(Exercise input)
━━━━━━━━━━
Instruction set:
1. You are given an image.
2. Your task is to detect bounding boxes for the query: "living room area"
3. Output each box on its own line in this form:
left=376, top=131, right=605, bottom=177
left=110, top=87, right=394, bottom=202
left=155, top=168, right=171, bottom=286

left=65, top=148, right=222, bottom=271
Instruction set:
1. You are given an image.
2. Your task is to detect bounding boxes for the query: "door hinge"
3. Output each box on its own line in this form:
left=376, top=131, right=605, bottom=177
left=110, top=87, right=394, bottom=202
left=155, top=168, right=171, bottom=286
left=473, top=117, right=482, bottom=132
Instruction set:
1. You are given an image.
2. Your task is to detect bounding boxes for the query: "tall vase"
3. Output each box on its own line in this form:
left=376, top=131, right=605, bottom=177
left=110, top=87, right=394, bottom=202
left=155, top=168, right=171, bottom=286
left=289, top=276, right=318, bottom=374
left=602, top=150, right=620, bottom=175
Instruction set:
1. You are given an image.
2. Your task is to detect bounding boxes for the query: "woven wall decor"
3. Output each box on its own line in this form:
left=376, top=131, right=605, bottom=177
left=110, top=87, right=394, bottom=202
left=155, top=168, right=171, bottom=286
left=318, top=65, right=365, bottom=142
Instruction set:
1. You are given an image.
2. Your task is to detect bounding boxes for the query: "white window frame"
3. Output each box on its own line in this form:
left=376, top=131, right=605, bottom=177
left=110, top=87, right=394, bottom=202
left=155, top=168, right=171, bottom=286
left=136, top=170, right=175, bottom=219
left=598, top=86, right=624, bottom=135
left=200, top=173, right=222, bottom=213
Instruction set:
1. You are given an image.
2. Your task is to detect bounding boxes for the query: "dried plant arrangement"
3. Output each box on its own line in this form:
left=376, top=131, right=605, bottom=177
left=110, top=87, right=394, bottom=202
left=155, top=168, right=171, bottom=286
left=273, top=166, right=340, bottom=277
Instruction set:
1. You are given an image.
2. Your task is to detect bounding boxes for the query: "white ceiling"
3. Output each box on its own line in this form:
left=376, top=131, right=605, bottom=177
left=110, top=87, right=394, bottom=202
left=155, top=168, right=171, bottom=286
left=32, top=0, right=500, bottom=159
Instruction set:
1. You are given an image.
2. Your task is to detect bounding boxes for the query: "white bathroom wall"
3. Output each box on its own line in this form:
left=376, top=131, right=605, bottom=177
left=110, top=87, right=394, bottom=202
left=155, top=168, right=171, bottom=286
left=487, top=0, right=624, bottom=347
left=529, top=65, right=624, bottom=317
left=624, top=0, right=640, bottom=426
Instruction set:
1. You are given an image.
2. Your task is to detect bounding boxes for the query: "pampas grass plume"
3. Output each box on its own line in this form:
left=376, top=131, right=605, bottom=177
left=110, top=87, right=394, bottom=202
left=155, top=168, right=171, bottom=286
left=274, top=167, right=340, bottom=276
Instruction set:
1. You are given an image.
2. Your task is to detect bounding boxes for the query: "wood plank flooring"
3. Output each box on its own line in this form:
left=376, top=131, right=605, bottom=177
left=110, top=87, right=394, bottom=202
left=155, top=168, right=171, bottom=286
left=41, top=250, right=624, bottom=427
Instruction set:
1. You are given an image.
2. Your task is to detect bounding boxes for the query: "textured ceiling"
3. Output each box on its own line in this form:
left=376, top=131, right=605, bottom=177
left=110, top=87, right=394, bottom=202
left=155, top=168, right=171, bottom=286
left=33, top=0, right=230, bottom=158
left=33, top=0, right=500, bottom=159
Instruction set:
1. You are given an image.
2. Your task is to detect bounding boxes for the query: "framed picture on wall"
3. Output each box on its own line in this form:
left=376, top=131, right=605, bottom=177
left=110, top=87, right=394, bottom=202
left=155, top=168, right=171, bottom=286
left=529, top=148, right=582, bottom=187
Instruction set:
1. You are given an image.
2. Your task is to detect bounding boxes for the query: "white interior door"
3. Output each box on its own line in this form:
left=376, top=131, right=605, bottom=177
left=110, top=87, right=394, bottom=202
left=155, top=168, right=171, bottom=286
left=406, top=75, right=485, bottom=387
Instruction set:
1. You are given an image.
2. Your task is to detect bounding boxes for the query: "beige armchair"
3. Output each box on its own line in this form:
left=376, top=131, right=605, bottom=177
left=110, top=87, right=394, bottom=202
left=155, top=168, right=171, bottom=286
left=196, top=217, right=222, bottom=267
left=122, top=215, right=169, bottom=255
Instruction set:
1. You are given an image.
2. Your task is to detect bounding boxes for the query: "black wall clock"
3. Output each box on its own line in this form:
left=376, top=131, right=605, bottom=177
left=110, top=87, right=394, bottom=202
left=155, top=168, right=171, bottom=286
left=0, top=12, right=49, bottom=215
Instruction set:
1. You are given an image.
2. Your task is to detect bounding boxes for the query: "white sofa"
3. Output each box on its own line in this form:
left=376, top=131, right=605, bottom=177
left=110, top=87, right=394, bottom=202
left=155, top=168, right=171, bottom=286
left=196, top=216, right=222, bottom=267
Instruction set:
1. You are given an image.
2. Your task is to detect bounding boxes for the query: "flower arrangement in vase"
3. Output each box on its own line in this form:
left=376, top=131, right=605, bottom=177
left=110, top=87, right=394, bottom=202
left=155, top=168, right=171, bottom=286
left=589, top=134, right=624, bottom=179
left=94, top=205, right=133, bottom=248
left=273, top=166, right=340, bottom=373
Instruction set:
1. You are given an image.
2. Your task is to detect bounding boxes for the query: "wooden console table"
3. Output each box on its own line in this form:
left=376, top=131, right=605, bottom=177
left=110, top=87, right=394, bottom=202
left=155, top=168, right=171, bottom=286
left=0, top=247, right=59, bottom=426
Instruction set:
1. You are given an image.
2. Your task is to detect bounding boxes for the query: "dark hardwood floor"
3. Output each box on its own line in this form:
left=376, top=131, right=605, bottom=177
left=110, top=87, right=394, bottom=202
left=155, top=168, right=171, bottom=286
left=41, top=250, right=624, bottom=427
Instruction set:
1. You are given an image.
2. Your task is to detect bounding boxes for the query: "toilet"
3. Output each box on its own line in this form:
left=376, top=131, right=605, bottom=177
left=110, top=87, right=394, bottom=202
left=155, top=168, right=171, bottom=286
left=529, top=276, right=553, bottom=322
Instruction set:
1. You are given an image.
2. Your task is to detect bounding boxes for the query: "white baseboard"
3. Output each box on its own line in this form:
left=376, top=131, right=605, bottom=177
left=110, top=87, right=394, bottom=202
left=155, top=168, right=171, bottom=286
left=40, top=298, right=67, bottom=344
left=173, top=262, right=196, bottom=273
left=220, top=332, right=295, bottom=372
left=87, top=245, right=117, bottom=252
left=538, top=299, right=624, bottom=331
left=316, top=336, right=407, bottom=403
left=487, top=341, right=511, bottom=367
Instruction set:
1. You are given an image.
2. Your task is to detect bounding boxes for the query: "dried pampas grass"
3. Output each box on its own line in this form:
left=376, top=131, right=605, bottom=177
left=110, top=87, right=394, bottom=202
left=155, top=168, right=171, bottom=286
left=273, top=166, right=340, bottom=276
━━━━━━━━━━
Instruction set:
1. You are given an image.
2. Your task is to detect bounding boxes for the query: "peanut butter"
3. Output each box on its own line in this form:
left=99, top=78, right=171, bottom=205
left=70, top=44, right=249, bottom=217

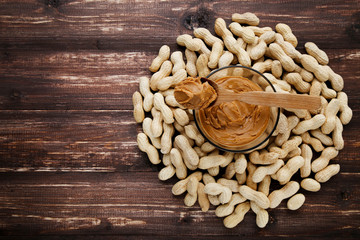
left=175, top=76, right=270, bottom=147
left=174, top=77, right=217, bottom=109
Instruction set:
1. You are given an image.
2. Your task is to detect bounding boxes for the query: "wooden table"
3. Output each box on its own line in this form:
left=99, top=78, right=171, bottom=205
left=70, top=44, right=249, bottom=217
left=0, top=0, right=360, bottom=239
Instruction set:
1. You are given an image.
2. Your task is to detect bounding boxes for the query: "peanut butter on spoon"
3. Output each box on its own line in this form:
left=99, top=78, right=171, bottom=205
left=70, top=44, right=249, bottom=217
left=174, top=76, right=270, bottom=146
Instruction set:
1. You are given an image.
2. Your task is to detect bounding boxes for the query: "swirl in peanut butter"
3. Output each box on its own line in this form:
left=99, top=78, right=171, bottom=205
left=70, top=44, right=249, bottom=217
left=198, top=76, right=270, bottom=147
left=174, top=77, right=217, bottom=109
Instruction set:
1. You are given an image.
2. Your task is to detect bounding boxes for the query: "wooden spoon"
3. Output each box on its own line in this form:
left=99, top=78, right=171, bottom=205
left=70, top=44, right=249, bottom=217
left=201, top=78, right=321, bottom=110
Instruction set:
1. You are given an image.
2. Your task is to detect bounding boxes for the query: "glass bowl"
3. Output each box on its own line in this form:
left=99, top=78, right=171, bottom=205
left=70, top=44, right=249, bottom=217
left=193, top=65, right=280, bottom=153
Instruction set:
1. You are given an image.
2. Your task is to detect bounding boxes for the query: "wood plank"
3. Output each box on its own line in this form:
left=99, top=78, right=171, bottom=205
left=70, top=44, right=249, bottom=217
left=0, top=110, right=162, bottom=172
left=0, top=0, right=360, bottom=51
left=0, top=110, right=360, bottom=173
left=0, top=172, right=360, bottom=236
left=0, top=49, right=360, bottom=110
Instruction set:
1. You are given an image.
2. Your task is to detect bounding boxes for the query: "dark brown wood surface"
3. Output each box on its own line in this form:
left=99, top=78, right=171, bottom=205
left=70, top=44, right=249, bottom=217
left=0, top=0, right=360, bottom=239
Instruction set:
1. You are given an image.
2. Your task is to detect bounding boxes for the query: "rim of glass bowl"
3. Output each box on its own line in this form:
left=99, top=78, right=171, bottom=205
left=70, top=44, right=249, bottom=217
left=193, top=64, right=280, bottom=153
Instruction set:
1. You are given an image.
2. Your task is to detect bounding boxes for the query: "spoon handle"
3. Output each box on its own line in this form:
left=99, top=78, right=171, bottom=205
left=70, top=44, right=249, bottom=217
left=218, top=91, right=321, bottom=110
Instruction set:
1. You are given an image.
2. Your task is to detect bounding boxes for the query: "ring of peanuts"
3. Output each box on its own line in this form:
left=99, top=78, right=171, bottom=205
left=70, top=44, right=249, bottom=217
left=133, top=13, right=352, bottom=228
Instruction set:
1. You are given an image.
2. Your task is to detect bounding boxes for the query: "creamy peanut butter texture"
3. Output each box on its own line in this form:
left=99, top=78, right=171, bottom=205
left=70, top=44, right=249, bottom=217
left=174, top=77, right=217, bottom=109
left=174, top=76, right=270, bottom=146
━━━━━━━━━━
From the entries above, pull out each line that contains the word "vase". Case matters.

(Exercise output)
2. Your task is to detect bounding boxes for the query: "tall vase"
2. Your task is to detect bounding boxes for the query: "flower arrangement in vase"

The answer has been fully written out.